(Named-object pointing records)

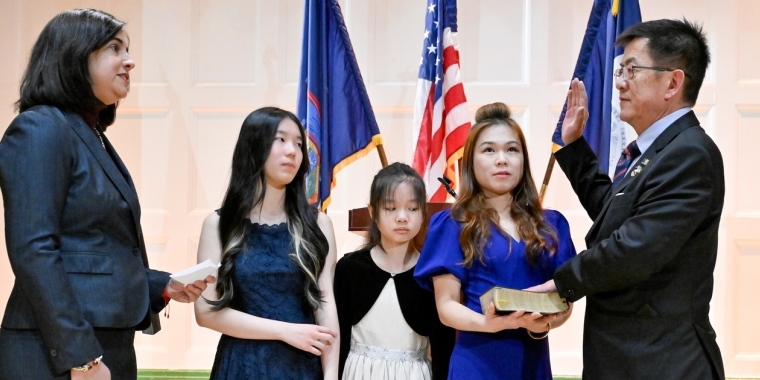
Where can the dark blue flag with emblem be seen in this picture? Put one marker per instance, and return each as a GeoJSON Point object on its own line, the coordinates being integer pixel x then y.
{"type": "Point", "coordinates": [598, 59]}
{"type": "Point", "coordinates": [332, 101]}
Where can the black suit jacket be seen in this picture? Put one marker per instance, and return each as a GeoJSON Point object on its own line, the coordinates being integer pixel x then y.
{"type": "Point", "coordinates": [648, 270]}
{"type": "Point", "coordinates": [72, 227]}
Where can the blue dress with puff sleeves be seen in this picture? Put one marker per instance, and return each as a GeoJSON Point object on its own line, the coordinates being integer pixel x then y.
{"type": "Point", "coordinates": [507, 354]}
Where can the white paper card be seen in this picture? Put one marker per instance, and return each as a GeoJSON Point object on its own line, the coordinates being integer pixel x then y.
{"type": "Point", "coordinates": [198, 272]}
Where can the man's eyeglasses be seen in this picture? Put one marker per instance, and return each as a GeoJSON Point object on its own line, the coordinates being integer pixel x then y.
{"type": "Point", "coordinates": [629, 72]}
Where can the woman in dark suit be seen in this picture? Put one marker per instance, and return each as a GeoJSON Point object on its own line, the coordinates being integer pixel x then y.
{"type": "Point", "coordinates": [72, 218]}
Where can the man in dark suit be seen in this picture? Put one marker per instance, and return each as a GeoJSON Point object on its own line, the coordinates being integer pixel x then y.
{"type": "Point", "coordinates": [648, 271]}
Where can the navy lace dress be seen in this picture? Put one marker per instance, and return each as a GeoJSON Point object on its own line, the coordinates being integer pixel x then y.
{"type": "Point", "coordinates": [268, 284]}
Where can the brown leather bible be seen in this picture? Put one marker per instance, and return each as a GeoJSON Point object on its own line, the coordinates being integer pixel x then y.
{"type": "Point", "coordinates": [508, 300]}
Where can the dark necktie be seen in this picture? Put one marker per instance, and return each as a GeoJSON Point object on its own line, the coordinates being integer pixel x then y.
{"type": "Point", "coordinates": [626, 157]}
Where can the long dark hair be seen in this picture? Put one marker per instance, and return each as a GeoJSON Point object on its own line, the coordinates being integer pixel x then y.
{"type": "Point", "coordinates": [472, 209]}
{"type": "Point", "coordinates": [58, 71]}
{"type": "Point", "coordinates": [246, 190]}
{"type": "Point", "coordinates": [383, 187]}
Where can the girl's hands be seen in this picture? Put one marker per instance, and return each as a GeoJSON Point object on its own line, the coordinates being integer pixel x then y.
{"type": "Point", "coordinates": [310, 338]}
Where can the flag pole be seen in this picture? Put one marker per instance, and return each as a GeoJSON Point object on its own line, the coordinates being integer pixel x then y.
{"type": "Point", "coordinates": [381, 153]}
{"type": "Point", "coordinates": [547, 177]}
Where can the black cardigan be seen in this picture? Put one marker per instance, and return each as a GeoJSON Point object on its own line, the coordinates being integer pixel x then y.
{"type": "Point", "coordinates": [358, 283]}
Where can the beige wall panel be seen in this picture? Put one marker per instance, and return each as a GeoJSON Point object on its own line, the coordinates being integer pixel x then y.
{"type": "Point", "coordinates": [229, 57]}
{"type": "Point", "coordinates": [216, 135]}
{"type": "Point", "coordinates": [394, 30]}
{"type": "Point", "coordinates": [748, 57]}
{"type": "Point", "coordinates": [746, 147]}
{"type": "Point", "coordinates": [494, 44]}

> _GIVEN INSTRUCTION_: Give back the entries verbatim. Do not include any picture.

> _REPLY_:
Where can the dark blue flag with emblem be seen in this picture? Put one marker per instance, and return each as a GeoJSON Point object on its own line, the coordinates being integer pixel x then y.
{"type": "Point", "coordinates": [598, 59]}
{"type": "Point", "coordinates": [332, 101]}
Where can the black suit jacket be seen in this picture? Put one marker per instance, and return each as a GeoJSON Point object on its own line, the coordinates being integer pixel x then y.
{"type": "Point", "coordinates": [648, 270]}
{"type": "Point", "coordinates": [72, 227]}
Where can the blue dress with puff sleeves be seen in this picture? Put one marker per instance, and return each as a GeoJSON Point object on its own line, the coordinates being integer pixel x then y.
{"type": "Point", "coordinates": [507, 354]}
Where can the white paper card be seen in this picture? Put one marker per instance, and return each as a GeoJSON Point object on its own line, the coordinates being integer pixel x then y.
{"type": "Point", "coordinates": [198, 272]}
Where can the man's eyeglasses be seen in this picture? Put one marker per instance, and return each as a GeoJSON Point object on its own line, the coordinates being integer pixel x then y.
{"type": "Point", "coordinates": [629, 72]}
Where can the woman in dark suit be seen in this picture? Put one marker per instance, and return each as a GeoJSON Point object on its own line, the coordinates being integer pixel x then y.
{"type": "Point", "coordinates": [72, 218]}
Where can the man in dark suit be seen in this picture? Put one marker per instance, and return each as a GeoJSON Point object on its own line, the coordinates being integer pixel x then y.
{"type": "Point", "coordinates": [648, 271]}
Where can the navy lace dress be seen in this picture? Put one marker per instance, and return each as a GeoJSON Point object on its own line, the coordinates being integer pixel x then y.
{"type": "Point", "coordinates": [268, 284]}
Where can the brown leather bible be seen in this picture? Put one marker per instance, and return each as a GeoJSON Point object on its own line, the coordinates being integer pixel x then y.
{"type": "Point", "coordinates": [508, 300]}
Where can the dark necktie be seen in this picture? Put one marker per instance, and return each as a GeoJSON Point object on its own line, the coordinates being integer pixel x then y.
{"type": "Point", "coordinates": [626, 157]}
Where can the long dark hair be seen in this picture? Put one marker per instance, and return each as a GeoJSON Point object on its own line, the coordinates being integer pixel x then y.
{"type": "Point", "coordinates": [472, 209]}
{"type": "Point", "coordinates": [58, 71]}
{"type": "Point", "coordinates": [246, 190]}
{"type": "Point", "coordinates": [383, 187]}
Where can the girl's hands be seen in this picture? Put one marker per instance, and return each as a GeoJSON Point object on its own line, the coordinates being integer pixel x then y.
{"type": "Point", "coordinates": [310, 338]}
Where can the flag pole be seen in this picture? Put one marker per instance, and return each as a GeoJSON Point object on its own line, the coordinates being integer pixel x then y.
{"type": "Point", "coordinates": [381, 153]}
{"type": "Point", "coordinates": [547, 177]}
Where can the black cardigan be seen in this picture? Put one marker per instance, and return each as a GeoJSON Point object on its own line, the coordinates being integer pixel x then y.
{"type": "Point", "coordinates": [358, 283]}
Where can the beige wall panel be seen in this picture? Put one marker per instance, and return each as a GeoJSON Point object on its own line, the coordinates being integer pixel x then y.
{"type": "Point", "coordinates": [229, 57]}
{"type": "Point", "coordinates": [216, 135]}
{"type": "Point", "coordinates": [394, 30]}
{"type": "Point", "coordinates": [748, 57]}
{"type": "Point", "coordinates": [746, 147]}
{"type": "Point", "coordinates": [494, 44]}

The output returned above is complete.